___ Documento de origem ___

Rota 2030 pode tornar a ferramentaria automotiva brasileira competitiva

A indústria automotiva é complexa e ampla, e abrange vários agentes. Na ponta desta cadeia, um segmento pode passar despercebido, mas é de suma importância para o setor: o de ferramentarias. Tanto que o Rota 2030 tem uma frente específica para desenvolver a ferramentaria brasileira, que já recebe a atenção de diversas montadoras de veículos.
Coordenada pela Fundação de Apoio da Universidade Federal de Minas Gerais (Fundep), e sob apoio técnico do Instituto de Pesquisas Tecnológicas do Estado de São Paulo (IPT), a Linha IV do Rota 2030 – Ferramentarias Brasileiras Mais Competitivas já é quase autoexplicativa. Tem como objetivo criar um parque de fornecedores de excelência para que as fabricantes não precisem recorrer a empresas de fora.
“A Linha tem a missão de recuperar um setor da cadeia automotiva que está muito fragilizado e vulnerável com a migração para importações que as montadoras têm feito. E a missão da Fundep é justamente conectar as pessoas para alcançar as metas da linha”, explica Ana Eliza Braga, gestora de Programas da fundação.

___

Tarefas a realizar:
**1)** De acordo com o texto sobre o Rota 2030 e a ferramentaria automotiva, qual instituição coordena a Linha IV do programa?
**2)** Reproduza, do texto sobre o Rota 2030 e a ferramentaria automotiva, tudo o que vai desde "A indústria automotiva" até "empresas de fora.".
**3)** Retome o texto sobre o Rota 2030 e a ferramentaria automotiva a partir do ponto em que ele termina.

___ Itens fornecidos ___

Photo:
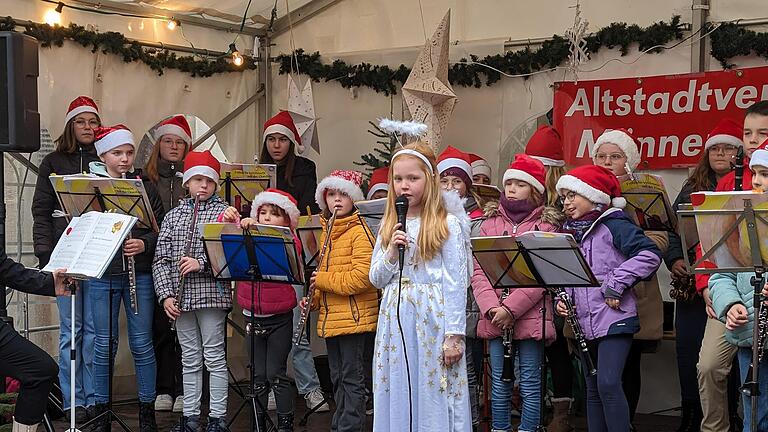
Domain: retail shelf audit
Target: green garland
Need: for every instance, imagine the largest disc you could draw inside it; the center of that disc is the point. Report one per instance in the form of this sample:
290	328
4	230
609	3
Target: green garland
729	40
131	51
552	53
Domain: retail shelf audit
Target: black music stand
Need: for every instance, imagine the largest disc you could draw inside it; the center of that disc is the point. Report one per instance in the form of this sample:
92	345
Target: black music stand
548	262
750	217
255	258
137	206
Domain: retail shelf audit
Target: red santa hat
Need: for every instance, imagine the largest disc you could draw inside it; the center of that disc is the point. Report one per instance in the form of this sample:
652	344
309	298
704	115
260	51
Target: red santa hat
626	142
479	165
727	131
201	163
546	146
282	123
759	156
455	162
595	183
80	105
379	181
347	181
527	169
110	137
279	198
176	125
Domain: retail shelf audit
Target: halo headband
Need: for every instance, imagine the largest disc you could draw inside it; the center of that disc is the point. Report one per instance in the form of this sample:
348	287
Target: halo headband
414	153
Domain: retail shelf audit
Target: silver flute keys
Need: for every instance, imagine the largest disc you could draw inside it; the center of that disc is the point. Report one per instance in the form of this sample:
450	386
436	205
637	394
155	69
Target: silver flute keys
578	332
311	290
187	250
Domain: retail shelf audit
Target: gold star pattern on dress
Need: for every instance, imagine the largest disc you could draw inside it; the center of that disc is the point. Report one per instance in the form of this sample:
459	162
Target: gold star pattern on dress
427	91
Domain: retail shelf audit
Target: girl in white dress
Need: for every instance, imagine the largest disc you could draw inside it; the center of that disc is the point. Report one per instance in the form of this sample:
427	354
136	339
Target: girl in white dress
423	318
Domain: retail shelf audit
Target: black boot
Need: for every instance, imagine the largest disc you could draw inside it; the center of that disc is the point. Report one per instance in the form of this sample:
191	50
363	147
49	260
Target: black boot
147	417
284	422
102	424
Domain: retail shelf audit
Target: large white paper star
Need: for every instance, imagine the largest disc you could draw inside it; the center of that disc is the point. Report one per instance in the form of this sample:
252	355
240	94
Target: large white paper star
427	92
301	106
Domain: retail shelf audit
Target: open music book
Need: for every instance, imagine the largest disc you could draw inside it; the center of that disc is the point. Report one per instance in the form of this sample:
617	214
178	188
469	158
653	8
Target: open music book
89	243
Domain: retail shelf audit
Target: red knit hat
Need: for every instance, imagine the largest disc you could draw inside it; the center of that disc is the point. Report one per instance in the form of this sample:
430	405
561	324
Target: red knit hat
176	125
379	181
110	137
546	146
595	183
279	198
455	162
347	181
479	165
527	169
727	131
201	163
282	123
625	141
80	105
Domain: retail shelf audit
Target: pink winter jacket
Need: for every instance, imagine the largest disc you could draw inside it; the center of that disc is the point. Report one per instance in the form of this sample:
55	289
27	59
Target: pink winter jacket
523	303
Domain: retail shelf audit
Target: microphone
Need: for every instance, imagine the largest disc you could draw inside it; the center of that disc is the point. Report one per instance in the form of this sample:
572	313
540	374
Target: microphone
401	208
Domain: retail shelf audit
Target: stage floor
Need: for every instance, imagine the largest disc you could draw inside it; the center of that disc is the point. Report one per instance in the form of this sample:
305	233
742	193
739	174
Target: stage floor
321	421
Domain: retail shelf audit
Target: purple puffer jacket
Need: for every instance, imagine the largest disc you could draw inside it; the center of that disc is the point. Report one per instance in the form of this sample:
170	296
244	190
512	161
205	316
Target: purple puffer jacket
523	303
619	255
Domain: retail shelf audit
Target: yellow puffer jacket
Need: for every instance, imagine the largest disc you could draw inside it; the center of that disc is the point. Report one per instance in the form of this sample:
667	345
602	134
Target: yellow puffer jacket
348	302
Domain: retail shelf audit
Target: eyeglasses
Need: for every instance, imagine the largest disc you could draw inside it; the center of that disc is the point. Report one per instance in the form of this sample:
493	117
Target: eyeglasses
81	123
614	157
570	196
724	149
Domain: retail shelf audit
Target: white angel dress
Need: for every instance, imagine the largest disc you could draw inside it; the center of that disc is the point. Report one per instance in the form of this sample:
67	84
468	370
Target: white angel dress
432	304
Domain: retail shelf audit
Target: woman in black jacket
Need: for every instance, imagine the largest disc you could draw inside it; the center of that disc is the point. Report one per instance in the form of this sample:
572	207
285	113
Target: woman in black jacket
295	174
173	138
690	308
74	151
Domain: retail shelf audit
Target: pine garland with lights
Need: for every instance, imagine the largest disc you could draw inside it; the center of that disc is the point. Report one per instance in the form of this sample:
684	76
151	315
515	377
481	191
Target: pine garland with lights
130	51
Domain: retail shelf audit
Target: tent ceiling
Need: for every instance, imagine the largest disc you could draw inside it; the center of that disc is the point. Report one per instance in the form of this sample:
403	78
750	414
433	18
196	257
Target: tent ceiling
218	11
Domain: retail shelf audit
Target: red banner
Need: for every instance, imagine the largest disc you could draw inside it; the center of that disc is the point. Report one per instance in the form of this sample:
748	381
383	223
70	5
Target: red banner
670	115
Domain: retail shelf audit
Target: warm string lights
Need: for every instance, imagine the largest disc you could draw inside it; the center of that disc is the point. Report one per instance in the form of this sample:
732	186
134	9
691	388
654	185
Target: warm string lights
52	17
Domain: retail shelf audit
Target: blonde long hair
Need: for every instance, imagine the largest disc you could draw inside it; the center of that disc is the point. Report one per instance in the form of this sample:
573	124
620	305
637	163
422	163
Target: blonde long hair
434	226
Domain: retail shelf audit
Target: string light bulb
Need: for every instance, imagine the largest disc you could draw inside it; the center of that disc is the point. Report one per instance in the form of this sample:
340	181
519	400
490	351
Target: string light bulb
173	23
237	58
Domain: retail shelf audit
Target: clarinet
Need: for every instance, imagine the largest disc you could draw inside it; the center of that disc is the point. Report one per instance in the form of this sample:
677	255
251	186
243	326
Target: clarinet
311	290
508	369
187	250
578	332
131	265
738	168
762	323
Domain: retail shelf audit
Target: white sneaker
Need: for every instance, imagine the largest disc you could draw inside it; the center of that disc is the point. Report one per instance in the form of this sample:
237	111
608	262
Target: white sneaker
163	403
178	404
315	398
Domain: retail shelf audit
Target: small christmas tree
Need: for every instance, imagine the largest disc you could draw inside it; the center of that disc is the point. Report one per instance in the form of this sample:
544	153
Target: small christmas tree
386	145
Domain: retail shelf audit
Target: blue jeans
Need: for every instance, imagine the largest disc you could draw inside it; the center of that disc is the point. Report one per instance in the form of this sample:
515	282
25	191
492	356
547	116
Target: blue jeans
745	358
530	352
84	338
303	363
607	407
139	332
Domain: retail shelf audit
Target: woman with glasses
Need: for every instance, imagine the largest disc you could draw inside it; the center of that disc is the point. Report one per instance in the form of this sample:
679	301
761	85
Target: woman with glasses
619	151
693	306
74	151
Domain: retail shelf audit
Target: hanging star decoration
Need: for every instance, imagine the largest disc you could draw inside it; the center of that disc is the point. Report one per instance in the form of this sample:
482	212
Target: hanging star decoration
427	92
576	36
301	106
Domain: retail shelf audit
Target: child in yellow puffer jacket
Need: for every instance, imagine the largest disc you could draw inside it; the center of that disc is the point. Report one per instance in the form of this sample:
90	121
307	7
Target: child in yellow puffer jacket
348	301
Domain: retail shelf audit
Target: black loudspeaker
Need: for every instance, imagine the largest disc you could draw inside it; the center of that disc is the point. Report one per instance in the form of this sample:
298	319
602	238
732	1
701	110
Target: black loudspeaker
19	68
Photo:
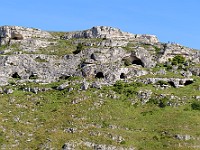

___

Respostas em ordem:
**1)** A Fundação de Apoio da Universidade Federal de Minas Gerais (Fundep).

**2)**
A indústria automotiva é complexa e ampla, e abrange vários agentes. Na ponta desta cadeia, um segmento pode passar despercebido, mas é de suma importância para o setor: o de ferramentarias. Tanto que o Rota 2030 tem uma frente específica para desenvolver a ferramentaria brasileira, que já recebe a atenção de diversas montadoras de veículos.
Coordenada pela Fundação de Apoio da Universidade Federal de Minas Gerais (Fundep), e sob apoio técnico do Instituto de Pesquisas Tecnológicas do Estado de São Paulo (IPT), a Linha IV do Rota 2030 – Ferramentarias Brasileiras Mais Competitivas já é quase autoexplicativa. Tem como objetivo criar um parque de fornecedores de excelência para que as fabricantes não precisem recorrer a empresas de fora.

**3)**
Rota 2030 e os desafios da ferramentaria brasileira
A ferramentaria automotiva brasileira enfrenta problemas de baixa produtividade e defasagem tecnológica. Devido a isso, o segmento sofre concorrência feroz de fornecedores asiáticos.
Para se ter ideia, a nível global, o segmento de ferramentarias movimenta US$ 42 bilhões por ano. O Brasil responde por apenas 0,4% deste valor. Estudos mostram que as cerca de 2 mil empresas do setor instaladas por aqui atendem a somente 30% da demanda da indústria automotiva nacional.
Levantamento de 2021 da Associação Nacional das Fabricantes de Veículos Automotores (Anfavea) apontou que, apenas no setor automotivo, 26 montadoras e 473 fábricas de autopeças se beneficiariam diretamente de um parque industrial de ferramentarias mais forte no Brasil.
No entanto, a indústria global hoje está concentrada na Ásia, devido aos preços altamente competitivos. Já em relação a fornecedores da Europa e da América do Norte, a ferramentaria brasileira leva desvantagem pelo déficit tecnológico e falhas nos processos produtivos e de gestão.
“O programa prioritário da Linha IV é o único cuja preocupação está em desenvolver o setor, recuperando a competitividade e incluindo o segmento na rota da global dos fornecedores de ferramentais”, diz Carlos Sakuramoto, representante da Anfavea no comitê técnico da Linha IV do Rota 2030.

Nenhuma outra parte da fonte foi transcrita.